§ What is expected
Substitute "point" for every "keypoint" in the data below and write the lines out again with nothing else changed. Leave the pictures out of your answer.

━━ Task data

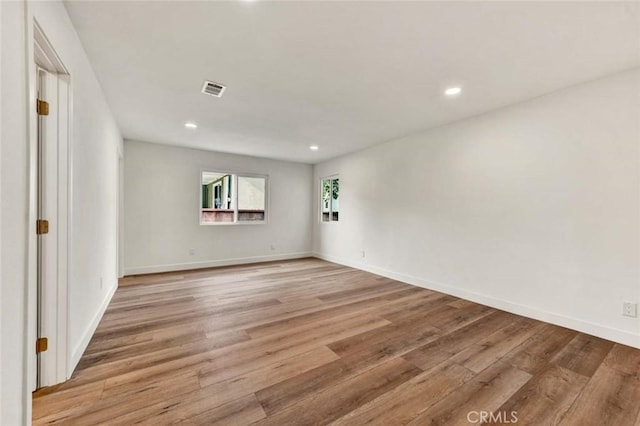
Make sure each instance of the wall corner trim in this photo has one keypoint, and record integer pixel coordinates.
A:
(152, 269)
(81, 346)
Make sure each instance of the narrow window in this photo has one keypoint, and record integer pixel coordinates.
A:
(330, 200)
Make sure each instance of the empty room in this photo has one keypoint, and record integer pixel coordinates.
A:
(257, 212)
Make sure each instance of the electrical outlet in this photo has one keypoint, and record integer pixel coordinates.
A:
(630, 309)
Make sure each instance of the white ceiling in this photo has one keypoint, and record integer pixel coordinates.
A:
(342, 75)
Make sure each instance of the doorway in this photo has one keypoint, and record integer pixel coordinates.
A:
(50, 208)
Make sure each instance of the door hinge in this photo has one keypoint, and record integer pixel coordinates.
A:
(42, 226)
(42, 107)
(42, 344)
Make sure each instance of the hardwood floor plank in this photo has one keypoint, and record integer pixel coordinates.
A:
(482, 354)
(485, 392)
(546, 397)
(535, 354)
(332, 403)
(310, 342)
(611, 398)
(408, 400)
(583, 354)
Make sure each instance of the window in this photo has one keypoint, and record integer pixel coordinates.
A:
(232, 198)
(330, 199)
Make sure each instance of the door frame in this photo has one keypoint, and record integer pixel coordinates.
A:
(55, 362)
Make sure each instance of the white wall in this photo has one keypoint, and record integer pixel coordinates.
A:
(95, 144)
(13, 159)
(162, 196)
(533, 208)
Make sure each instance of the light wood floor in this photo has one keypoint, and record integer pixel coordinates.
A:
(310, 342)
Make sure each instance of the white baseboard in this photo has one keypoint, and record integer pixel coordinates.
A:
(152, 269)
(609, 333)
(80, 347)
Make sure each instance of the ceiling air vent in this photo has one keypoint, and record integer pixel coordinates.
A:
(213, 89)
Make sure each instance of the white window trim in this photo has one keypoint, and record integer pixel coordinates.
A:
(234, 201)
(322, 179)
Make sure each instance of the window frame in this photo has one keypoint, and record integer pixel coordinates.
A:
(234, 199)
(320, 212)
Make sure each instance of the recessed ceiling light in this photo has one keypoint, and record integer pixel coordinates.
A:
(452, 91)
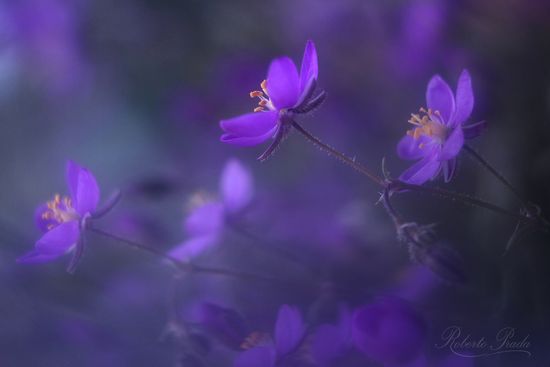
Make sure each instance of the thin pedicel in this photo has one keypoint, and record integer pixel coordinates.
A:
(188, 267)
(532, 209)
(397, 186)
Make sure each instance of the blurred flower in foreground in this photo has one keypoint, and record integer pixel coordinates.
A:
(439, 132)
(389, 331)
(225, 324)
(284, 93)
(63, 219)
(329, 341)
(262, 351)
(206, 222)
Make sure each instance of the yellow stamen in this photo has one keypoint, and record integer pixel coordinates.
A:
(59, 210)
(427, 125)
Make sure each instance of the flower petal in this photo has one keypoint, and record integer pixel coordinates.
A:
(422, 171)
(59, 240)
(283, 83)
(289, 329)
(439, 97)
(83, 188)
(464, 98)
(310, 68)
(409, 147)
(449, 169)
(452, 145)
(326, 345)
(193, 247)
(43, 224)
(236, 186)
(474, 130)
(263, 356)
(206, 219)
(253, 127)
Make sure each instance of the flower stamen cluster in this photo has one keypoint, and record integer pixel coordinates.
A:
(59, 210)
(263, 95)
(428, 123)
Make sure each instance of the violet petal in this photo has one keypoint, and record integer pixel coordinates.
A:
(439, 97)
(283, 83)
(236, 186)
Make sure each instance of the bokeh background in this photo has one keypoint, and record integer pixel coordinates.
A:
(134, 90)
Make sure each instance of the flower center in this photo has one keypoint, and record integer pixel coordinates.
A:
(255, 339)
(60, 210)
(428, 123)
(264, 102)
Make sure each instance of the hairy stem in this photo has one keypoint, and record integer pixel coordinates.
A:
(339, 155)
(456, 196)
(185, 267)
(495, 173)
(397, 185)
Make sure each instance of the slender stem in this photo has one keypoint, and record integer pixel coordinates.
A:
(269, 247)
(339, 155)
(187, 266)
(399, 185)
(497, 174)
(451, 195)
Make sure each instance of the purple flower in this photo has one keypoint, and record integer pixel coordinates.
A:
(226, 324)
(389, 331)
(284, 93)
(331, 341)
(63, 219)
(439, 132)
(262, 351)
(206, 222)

━━━━

§ Exercise response
Make sure each instance of the wall corner trim in this photo has one point, and record integer pixel coordinates.
A:
(152, 269)
(81, 346)
Make sure each instance of the narrow window in this photo has one point, and record integer pixel coordinates.
A:
(330, 200)
Make sure each instance of the empty room in this photo has one point, and record integer pixel coordinates.
A:
(257, 212)
Make sure each instance of the electrical outlet in this photo has one point, and record integer pixel coordinates.
A:
(630, 309)
Make sure each instance of the white ceiling in this photo has one point, and record integer pixel coordinates.
A:
(342, 75)
Make sure each instance of the doorway in this photo has one point, and record integer pixel coordinates.
A:
(50, 208)
Make sure each instance of the door hinge in this photo has one point, and record integer pixel coordinates.
A:
(42, 226)
(42, 107)
(42, 344)
Make sure each instance of the hardwood floor plank in this photo has one point, and record integer pixel coordinates.
A:
(482, 354)
(485, 392)
(546, 397)
(535, 354)
(332, 403)
(310, 342)
(611, 398)
(408, 400)
(583, 354)
Make sure each instance of the window in this photo has one point, and record integer pixel coordinates.
A:
(232, 198)
(330, 199)
Make sure each instance of the door frame in this photo has one point, and record integer pixel coordinates.
A:
(55, 362)
Make sure each instance of the white wall in this photo has one point, and record integer pixel coordinates.
A:
(95, 144)
(13, 159)
(162, 196)
(533, 208)
Make sure each instance of the light wood floor in this photo has one point, and record integer pixel coordinates.
A:
(310, 342)
Make sure each instance of the white baseboard in this photo has one point, and record integer pixel coordinates.
A:
(152, 269)
(609, 333)
(80, 347)
Make sure each instance of the ceiling air vent in this photo has one point, and record integer pixel coordinates.
A:
(213, 89)
Make sure each instance of the white window trim in this photo has one point, and record integer pixel coordinates.
A:
(234, 201)
(322, 179)
Make sure each instance of the window frame in this photo has one point, and record integer pixel coordinates.
A:
(234, 199)
(320, 212)
Make sure each instance of the recessed ceiling light in this photo has one point, and record integer pixel coordinates.
A:
(452, 91)
Make sure each instance of the thin pedicel in this photo has one point, and record integer pixel coordinates.
A:
(188, 267)
(532, 209)
(397, 186)
Make sure each instance of the blurred flower in foreground in this photo has one point, and record integer pixel coordinates.
A:
(439, 132)
(389, 331)
(225, 324)
(284, 93)
(63, 219)
(329, 341)
(262, 351)
(206, 222)
Make sure each instance of the yellow stamen in this photo has one point, and record integer pixel coordinates.
A:
(59, 210)
(427, 125)
Make sure each instance of the flower petal in this photo has one point, and record integer pixel coordinates.
A:
(422, 171)
(59, 240)
(283, 83)
(289, 329)
(439, 97)
(83, 188)
(464, 98)
(310, 68)
(409, 147)
(449, 169)
(452, 145)
(326, 345)
(193, 247)
(43, 224)
(236, 186)
(474, 130)
(263, 356)
(206, 219)
(253, 127)
Make sure each instance of the flower stamen cluster in this photo has one point, and record integer pixel coordinates.
A:
(59, 210)
(263, 95)
(428, 123)
Make sure each instance of the violet petal in this photo has one point, and record integer pixel coordinates.
A:
(439, 97)
(283, 83)
(236, 186)
Make sure each instance of the bokeh background in this photo has one point, and record integer pixel coordinates.
A:
(134, 90)
Make sure each instance of the flower center in this photo has one point, and record integer pixel coordinates.
A:
(255, 339)
(60, 210)
(428, 123)
(264, 102)
Make sure each instance of the hairy stem in this photo has one point, and record integer pixel coordinates.
A:
(339, 155)
(456, 196)
(185, 267)
(495, 173)
(397, 185)
Make sure each instance of the slender stem in this photo has one point, and record integer pixel coordinates.
A:
(269, 247)
(339, 155)
(187, 266)
(399, 185)
(497, 174)
(451, 195)
Make sure each instance of the purple flower in this photo has one point, and record integer pixel coordinates.
A:
(226, 324)
(389, 331)
(284, 93)
(331, 341)
(63, 219)
(439, 132)
(262, 351)
(206, 222)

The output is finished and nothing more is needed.